Complete the following:
• a. Reproduce word for word the part of the passage about Kagame and Rwanda that begins at the words "That, Kagame said, was" and stops after the words "armies more professional.".
• b. Write the next part of the passage about Kagame and Rwanda, picking up right after its final sentence.

Supplied passage:

---+---

That, Kagame said, was the birth of his political consciousness. “This is where the thing starts,” he whispered, fixing his eyes on me. He told me this story at the beginning of the interview, which lasted about three hours. Kagame seemed in an open, expansive and congenial mood. He nodded eagerly at my questions, prefacing his answers with phrases like “if you don’t mind” and “you are right.” He speaks fluent English, with a thick Rwandan accent. A soldier by training, he joined a Ugandan rebel group shortly out of high school, rose up through the ranks and then did a short stint at the staff college at Fort Leavenworth, Kan., part of the Pentagon’s efforts to make African armies more professional.
But Kagame left the program early to help command a Tutsi rebel force that invaded Rwanda in 1990. He would soon become the head of the Rwandan Patriotic Army, which was bent on overthrowing Rwanda’s Hutu-led government. In April 1994, after a plane carrying Rwanda’s Hutu president was shot down, Hutu extremists exhorted their followers, primarily over the radio, to wipe out the Tutsis. Killing squads swept across the hillsides — until Kagame’s rebel army stormed the capital, putting an end to the genocide and seizing power. Kagame became defense minister, vice president and then president, and under the Rwandan constitution, which limits the president to two seven-year terms, he should be out of office in 2017. But the talk in Kigali at the moment is that he may encourage Parliament to adjust the constitution so he can run again. When I asked one of Kagame’s aides about this, she said Kagame has addressed this before, saying that the security and well-being of the Rwandan people cannot be reduced to a simple question of third term or no third term. It appears that he has no plans to give up power.
Though Rwanda has made tremendous strides, the country is still a demographic time bomb. It’s already one of the most densely populated in Africa — its 11 million people squeezed into a space smaller than Maryland — and despite a recent free vasectomy program, Rwanda still has an alarmingly high birthrate. Most Rwandans are peasants, their lives inexorably yoked to the land, and just about every inch of that land, from the papyrus swamps to the cloud-shrouded mountaintops, is spoken for. When I asked Kagame how he planned to address this, he said one of his top priorities was encouraging women to stop having so many children. “We educated the woman both in school and generally in society to say: ‘No,’ ” he told me, his forehead wrinkled in concentration. “Go for something else. You deserve better.” Changing such deep-seated attitudes takes a long time, he said, “but it works.”
Even Kagame’s most strident critics acknowledge that much has improved under his stewardship. Rwandan life expectancy, for instance, has increased to 56 years, from 36 in 1994. Malaria used to be a huge killer, but Kagame’s government has embarked on a wide-scale spraying campaign and has distributed millions of nets to protect people when they are sleeping — malarial mosquitoes tend to feed at night — and malaria-related deaths plummeted 85 percent between 2005 and 2011.

---+---

[Image-grounded pointing data]
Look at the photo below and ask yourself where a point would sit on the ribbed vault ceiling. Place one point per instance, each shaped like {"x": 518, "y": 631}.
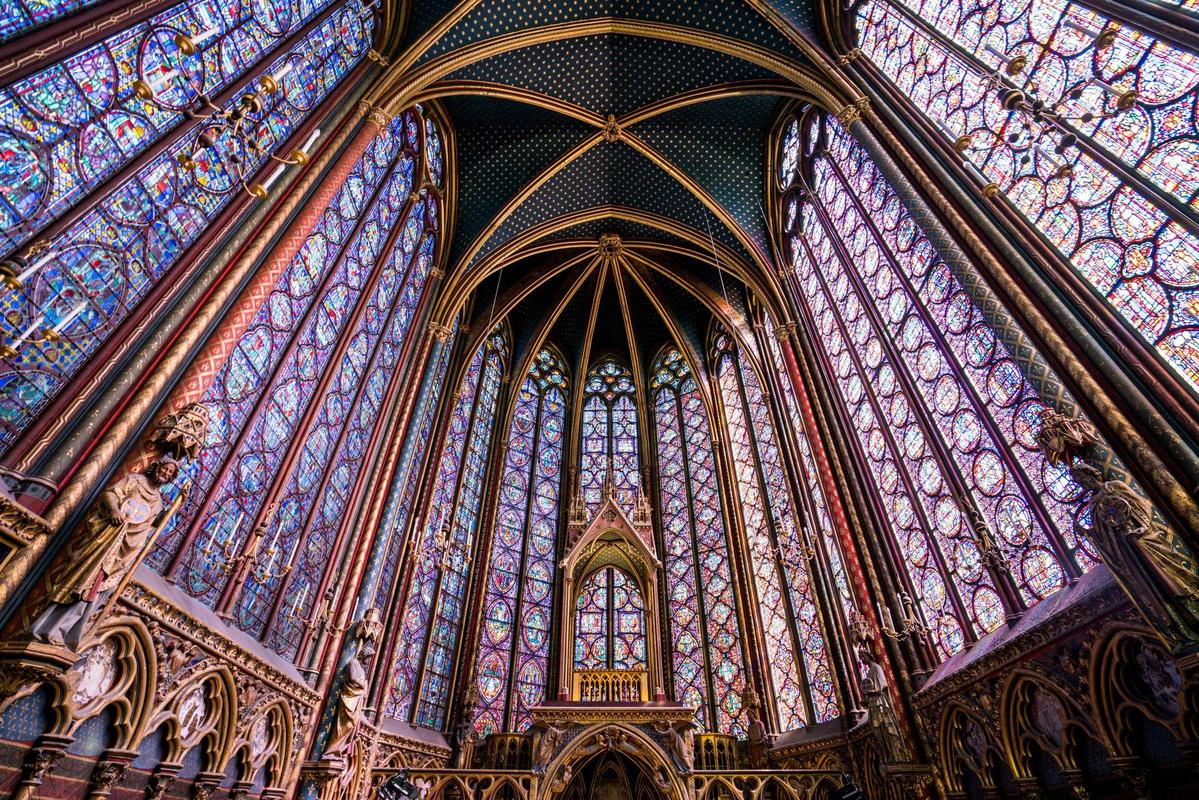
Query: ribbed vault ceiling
{"x": 577, "y": 118}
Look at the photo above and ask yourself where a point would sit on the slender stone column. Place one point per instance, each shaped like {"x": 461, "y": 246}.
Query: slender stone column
{"x": 1128, "y": 533}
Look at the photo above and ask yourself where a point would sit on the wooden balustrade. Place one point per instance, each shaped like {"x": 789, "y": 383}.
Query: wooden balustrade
{"x": 610, "y": 685}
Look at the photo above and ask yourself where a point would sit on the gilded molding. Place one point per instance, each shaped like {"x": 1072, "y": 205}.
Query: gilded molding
{"x": 612, "y": 130}
{"x": 161, "y": 611}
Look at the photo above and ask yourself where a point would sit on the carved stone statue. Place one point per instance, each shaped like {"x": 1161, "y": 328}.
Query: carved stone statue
{"x": 1156, "y": 567}
{"x": 759, "y": 740}
{"x": 547, "y": 746}
{"x": 559, "y": 785}
{"x": 351, "y": 696}
{"x": 464, "y": 732}
{"x": 1160, "y": 570}
{"x": 95, "y": 559}
{"x": 880, "y": 713}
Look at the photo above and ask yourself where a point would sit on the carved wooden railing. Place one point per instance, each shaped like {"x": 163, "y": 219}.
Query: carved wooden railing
{"x": 716, "y": 751}
{"x": 763, "y": 785}
{"x": 610, "y": 685}
{"x": 507, "y": 751}
{"x": 464, "y": 785}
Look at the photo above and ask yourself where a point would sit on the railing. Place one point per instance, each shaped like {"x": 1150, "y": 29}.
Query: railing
{"x": 716, "y": 751}
{"x": 610, "y": 685}
{"x": 507, "y": 751}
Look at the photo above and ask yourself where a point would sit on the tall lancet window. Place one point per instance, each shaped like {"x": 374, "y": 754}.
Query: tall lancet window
{"x": 609, "y": 623}
{"x": 351, "y": 274}
{"x": 77, "y": 136}
{"x": 702, "y": 617}
{"x": 1113, "y": 184}
{"x": 609, "y": 437}
{"x": 795, "y": 644}
{"x": 513, "y": 654}
{"x": 941, "y": 411}
{"x": 432, "y": 618}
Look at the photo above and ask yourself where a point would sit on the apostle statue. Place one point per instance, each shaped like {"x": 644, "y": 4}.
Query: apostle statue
{"x": 351, "y": 695}
{"x": 880, "y": 713}
{"x": 113, "y": 539}
{"x": 1138, "y": 546}
{"x": 464, "y": 738}
{"x": 759, "y": 740}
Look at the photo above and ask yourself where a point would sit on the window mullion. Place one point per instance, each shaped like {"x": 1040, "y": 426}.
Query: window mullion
{"x": 934, "y": 546}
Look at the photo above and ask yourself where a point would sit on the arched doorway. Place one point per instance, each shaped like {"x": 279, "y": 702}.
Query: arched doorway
{"x": 613, "y": 776}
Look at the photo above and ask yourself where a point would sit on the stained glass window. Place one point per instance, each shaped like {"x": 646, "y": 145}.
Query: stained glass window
{"x": 432, "y": 617}
{"x": 778, "y": 548}
{"x": 401, "y": 288}
{"x": 941, "y": 410}
{"x": 102, "y": 265}
{"x": 78, "y": 121}
{"x": 1115, "y": 185}
{"x": 609, "y": 437}
{"x": 402, "y": 494}
{"x": 827, "y": 535}
{"x": 609, "y": 623}
{"x": 513, "y": 655}
{"x": 702, "y": 617}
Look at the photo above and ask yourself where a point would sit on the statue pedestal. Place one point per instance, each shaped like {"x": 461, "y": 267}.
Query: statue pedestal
{"x": 556, "y": 727}
{"x": 31, "y": 662}
{"x": 661, "y": 714}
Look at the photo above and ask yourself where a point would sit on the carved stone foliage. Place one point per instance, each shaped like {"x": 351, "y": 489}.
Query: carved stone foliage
{"x": 1064, "y": 708}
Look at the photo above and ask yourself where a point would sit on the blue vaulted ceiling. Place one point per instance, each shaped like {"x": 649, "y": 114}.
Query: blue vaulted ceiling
{"x": 528, "y": 86}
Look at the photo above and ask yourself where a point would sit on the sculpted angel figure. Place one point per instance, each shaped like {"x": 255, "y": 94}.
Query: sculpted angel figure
{"x": 97, "y": 557}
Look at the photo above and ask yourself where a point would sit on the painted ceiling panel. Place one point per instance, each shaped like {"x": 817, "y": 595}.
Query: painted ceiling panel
{"x": 721, "y": 144}
{"x": 800, "y": 13}
{"x": 622, "y": 228}
{"x": 612, "y": 73}
{"x": 502, "y": 145}
{"x": 728, "y": 17}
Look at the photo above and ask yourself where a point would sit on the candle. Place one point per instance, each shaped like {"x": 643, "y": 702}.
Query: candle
{"x": 35, "y": 266}
{"x": 160, "y": 83}
{"x": 299, "y": 601}
{"x": 236, "y": 524}
{"x": 212, "y": 533}
{"x": 275, "y": 537}
{"x": 270, "y": 181}
{"x": 284, "y": 71}
{"x": 70, "y": 318}
{"x": 885, "y": 615}
{"x": 295, "y": 548}
{"x": 312, "y": 140}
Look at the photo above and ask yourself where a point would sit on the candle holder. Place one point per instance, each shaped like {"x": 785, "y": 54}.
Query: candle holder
{"x": 910, "y": 625}
{"x": 1044, "y": 126}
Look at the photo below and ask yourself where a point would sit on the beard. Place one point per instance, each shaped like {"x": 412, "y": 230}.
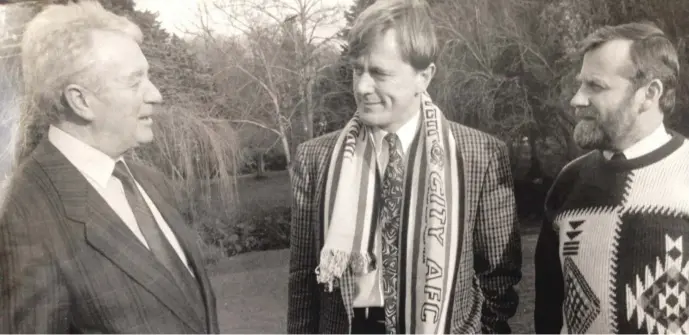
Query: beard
{"x": 603, "y": 131}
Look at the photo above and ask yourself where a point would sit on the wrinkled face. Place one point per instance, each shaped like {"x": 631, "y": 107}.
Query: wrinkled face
{"x": 607, "y": 102}
{"x": 123, "y": 106}
{"x": 386, "y": 86}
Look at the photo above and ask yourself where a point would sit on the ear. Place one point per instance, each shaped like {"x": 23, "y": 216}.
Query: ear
{"x": 424, "y": 78}
{"x": 654, "y": 91}
{"x": 79, "y": 100}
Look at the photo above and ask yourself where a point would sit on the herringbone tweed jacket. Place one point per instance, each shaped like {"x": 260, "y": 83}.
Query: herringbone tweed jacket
{"x": 69, "y": 264}
{"x": 489, "y": 266}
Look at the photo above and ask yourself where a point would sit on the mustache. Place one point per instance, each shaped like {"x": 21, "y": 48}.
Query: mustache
{"x": 585, "y": 113}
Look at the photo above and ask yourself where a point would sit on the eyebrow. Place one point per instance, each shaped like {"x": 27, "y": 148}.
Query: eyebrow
{"x": 594, "y": 79}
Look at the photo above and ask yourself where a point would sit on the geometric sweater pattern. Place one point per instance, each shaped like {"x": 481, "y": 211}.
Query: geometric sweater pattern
{"x": 623, "y": 231}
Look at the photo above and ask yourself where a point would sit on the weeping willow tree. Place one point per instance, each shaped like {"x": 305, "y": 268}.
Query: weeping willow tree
{"x": 197, "y": 151}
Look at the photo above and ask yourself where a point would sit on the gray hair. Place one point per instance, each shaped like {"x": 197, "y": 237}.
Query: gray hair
{"x": 412, "y": 23}
{"x": 56, "y": 51}
{"x": 652, "y": 55}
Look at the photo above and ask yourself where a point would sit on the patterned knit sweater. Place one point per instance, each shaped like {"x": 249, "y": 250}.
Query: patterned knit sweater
{"x": 613, "y": 254}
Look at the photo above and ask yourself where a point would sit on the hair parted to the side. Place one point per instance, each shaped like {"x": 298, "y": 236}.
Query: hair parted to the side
{"x": 652, "y": 54}
{"x": 412, "y": 22}
{"x": 56, "y": 51}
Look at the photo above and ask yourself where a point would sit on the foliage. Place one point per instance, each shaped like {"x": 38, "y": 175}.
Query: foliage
{"x": 193, "y": 148}
{"x": 260, "y": 219}
{"x": 269, "y": 70}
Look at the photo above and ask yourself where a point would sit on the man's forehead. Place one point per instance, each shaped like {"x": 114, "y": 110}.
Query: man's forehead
{"x": 610, "y": 59}
{"x": 383, "y": 47}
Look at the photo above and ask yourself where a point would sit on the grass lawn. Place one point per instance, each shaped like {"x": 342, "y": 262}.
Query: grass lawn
{"x": 266, "y": 193}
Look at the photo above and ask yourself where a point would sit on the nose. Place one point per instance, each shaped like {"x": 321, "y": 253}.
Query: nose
{"x": 579, "y": 99}
{"x": 363, "y": 83}
{"x": 152, "y": 95}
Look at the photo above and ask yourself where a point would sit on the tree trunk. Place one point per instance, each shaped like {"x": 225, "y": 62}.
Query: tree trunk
{"x": 535, "y": 168}
{"x": 260, "y": 164}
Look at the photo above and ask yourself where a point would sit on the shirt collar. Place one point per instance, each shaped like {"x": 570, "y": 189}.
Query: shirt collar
{"x": 406, "y": 133}
{"x": 88, "y": 160}
{"x": 649, "y": 143}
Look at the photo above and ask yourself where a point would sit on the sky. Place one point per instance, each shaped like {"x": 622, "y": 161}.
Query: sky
{"x": 181, "y": 16}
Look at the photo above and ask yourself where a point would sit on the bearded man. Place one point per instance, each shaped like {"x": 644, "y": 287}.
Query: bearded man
{"x": 610, "y": 255}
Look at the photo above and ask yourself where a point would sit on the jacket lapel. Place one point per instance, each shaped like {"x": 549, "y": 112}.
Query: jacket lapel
{"x": 106, "y": 232}
{"x": 186, "y": 240}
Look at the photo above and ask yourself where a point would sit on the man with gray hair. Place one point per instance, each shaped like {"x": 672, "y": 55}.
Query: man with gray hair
{"x": 403, "y": 221}
{"x": 91, "y": 242}
{"x": 611, "y": 255}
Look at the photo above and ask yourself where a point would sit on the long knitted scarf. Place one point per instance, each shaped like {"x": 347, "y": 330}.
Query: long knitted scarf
{"x": 430, "y": 227}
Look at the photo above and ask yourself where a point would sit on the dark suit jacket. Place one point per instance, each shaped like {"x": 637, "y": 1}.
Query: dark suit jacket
{"x": 490, "y": 260}
{"x": 69, "y": 264}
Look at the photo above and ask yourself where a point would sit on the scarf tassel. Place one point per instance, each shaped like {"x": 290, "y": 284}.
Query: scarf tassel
{"x": 336, "y": 263}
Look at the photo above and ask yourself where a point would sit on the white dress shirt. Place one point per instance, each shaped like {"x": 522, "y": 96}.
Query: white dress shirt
{"x": 649, "y": 143}
{"x": 369, "y": 292}
{"x": 97, "y": 168}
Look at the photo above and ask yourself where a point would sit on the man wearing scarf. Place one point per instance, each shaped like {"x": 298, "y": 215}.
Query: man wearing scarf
{"x": 402, "y": 222}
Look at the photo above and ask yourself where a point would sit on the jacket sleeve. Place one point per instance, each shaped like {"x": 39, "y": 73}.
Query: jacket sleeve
{"x": 549, "y": 281}
{"x": 33, "y": 294}
{"x": 303, "y": 304}
{"x": 497, "y": 245}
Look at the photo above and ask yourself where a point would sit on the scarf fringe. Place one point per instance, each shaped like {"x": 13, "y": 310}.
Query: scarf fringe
{"x": 336, "y": 263}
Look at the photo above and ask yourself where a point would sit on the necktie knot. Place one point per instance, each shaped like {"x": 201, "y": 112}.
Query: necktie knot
{"x": 122, "y": 173}
{"x": 394, "y": 144}
{"x": 618, "y": 156}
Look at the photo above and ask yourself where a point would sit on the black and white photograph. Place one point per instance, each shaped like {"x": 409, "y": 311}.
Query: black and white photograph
{"x": 344, "y": 166}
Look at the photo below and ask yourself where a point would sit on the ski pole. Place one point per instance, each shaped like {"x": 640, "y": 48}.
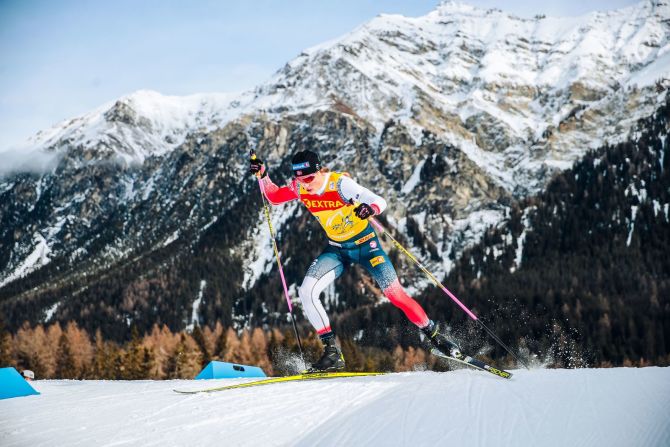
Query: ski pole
{"x": 432, "y": 277}
{"x": 276, "y": 250}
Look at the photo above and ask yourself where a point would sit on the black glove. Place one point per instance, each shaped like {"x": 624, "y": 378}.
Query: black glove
{"x": 363, "y": 211}
{"x": 256, "y": 166}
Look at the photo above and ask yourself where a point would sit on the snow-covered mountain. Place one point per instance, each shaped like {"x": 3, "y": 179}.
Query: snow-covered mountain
{"x": 589, "y": 407}
{"x": 451, "y": 116}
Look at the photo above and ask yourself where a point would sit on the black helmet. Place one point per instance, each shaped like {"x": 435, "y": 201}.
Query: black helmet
{"x": 305, "y": 163}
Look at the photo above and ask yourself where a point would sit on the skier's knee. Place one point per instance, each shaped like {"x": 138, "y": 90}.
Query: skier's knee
{"x": 305, "y": 290}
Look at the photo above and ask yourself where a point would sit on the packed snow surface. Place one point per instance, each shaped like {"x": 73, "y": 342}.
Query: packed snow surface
{"x": 584, "y": 407}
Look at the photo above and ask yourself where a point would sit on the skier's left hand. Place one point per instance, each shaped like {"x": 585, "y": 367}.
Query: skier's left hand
{"x": 363, "y": 211}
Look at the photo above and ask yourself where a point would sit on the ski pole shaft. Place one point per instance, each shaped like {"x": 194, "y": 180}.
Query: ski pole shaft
{"x": 278, "y": 258}
{"x": 432, "y": 277}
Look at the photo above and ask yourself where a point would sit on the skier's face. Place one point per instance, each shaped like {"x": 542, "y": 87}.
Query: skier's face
{"x": 312, "y": 182}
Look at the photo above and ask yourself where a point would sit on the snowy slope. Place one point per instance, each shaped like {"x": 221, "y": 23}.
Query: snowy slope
{"x": 607, "y": 407}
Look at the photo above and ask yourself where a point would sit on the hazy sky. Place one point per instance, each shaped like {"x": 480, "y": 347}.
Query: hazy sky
{"x": 62, "y": 58}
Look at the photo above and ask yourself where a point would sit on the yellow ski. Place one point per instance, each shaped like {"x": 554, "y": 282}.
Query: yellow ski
{"x": 271, "y": 380}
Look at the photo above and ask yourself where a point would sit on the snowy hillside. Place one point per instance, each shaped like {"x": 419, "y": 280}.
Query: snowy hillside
{"x": 453, "y": 117}
{"x": 607, "y": 407}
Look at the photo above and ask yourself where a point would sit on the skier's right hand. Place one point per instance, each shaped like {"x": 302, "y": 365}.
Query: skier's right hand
{"x": 257, "y": 168}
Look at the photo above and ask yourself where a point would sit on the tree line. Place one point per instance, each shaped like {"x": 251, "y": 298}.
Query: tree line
{"x": 70, "y": 352}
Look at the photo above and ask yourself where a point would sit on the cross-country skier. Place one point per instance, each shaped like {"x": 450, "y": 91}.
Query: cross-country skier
{"x": 342, "y": 207}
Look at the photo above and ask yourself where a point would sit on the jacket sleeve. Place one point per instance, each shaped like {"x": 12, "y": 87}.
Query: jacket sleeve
{"x": 352, "y": 192}
{"x": 276, "y": 194}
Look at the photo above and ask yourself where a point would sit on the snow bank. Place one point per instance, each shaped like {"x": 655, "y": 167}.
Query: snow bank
{"x": 587, "y": 407}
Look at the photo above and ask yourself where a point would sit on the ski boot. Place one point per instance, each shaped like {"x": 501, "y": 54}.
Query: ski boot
{"x": 437, "y": 340}
{"x": 332, "y": 359}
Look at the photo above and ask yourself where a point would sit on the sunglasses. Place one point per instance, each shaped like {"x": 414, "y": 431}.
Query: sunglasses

---+---

Per-task outputs:
• a.
That, Kagame said, was the birth of his political consciousness. “This is where the thing starts,” he whispered, fixing his eyes on me. He told me this story at the beginning of the interview, which lasted about three hours. Kagame seemed in an open, expansive and congenial mood. He nodded eagerly at my questions, prefacing his answers with phrases like “if you don’t mind” and “you are right.” He speaks fluent English, with a thick Rwandan accent. A soldier by training, he joined a Ugandan rebel group shortly out of high school, rose up through the ranks and then did a short stint at the staff college at Fort Leavenworth, Kan., part of the Pentagon’s efforts to make African armies more professional.

• b.
Kagame has built hundreds of new schools and laid miles of high-speed fiber-optic lines, wisely investing in infrastructure projects, including environmentally sound ones like a coming geothermal energy plant. Rwanda now has one of the fastest-growing economies on the continent, despite the fact that it doesn’t have significant mineral deposits and is landlocked, deep in the green heart of Africa, hundreds of miles from the sea. Granted, Rwanda will never be a Singapore-like industrial hub — it simply costs too much to bring in raw materials, and as Kagame explained, many Rwandan workers lack marketable skills. But Kagame hopes to make more money from coffee, tea and gorillas — Rwanda is home to some of the last remaining mountain gorillas, and each year throngs of Western tourists pay thousands of dollars to see them.
“Rwanda has surpassed everybody’s expectations and continues to amaze,” says Jendayi Frazer, a former assistant secretary of state for African Affairs, who helped steer tens of millions of dollars in American aid to Rwanda.
That aid flows to Rwanda because Kagame is a celebrated manager. He’s a hands-on chief executive who is less interested in ideology than in making things work. He loves new technology — he’s an avid tweeter — and is very good at breaking sprawling, ambitious projects into manageable chunks. Rwanda jumped to 52nd last year, from 158th in 2005, on the World Bank’s Ease of Doing Business annual rating, precisely because Kagame set up a special unit within his government, which broke down the World Bank’s ratings system, category by category, and figured out exactly what was needed to improve on each criterion.
Corruption, Kagame told me, is “like a weevil.” It eats its way into the flesh of a country and “just kills a nation.” He said this after an aide gingerly placed a couple of bottles of mineral water in front of us. Someone had shut off the air-conditioner, and it was getting warm in the reception room. I cracked the plastic seal and guzzled about half my bottle. Kagame didn’t even touch his.
One innovative way Kagame tightly monitors the various levels of his government is by demanding that officials sign imihigo, or goals. The imihigo function like corporate performance contracts, multipage documents delineating specific targets, from the number of street signs to be posted in a given year to the tons of pineapples harvested. Kagame’s staff printed out a couple of imihigo for me, each one signed by Kagame himself. I was struck by the obsessive attention to detail, down to the number of adults in a specific rural district who were going to be taught to read (1,500) to the number of cows inseminated (3,000).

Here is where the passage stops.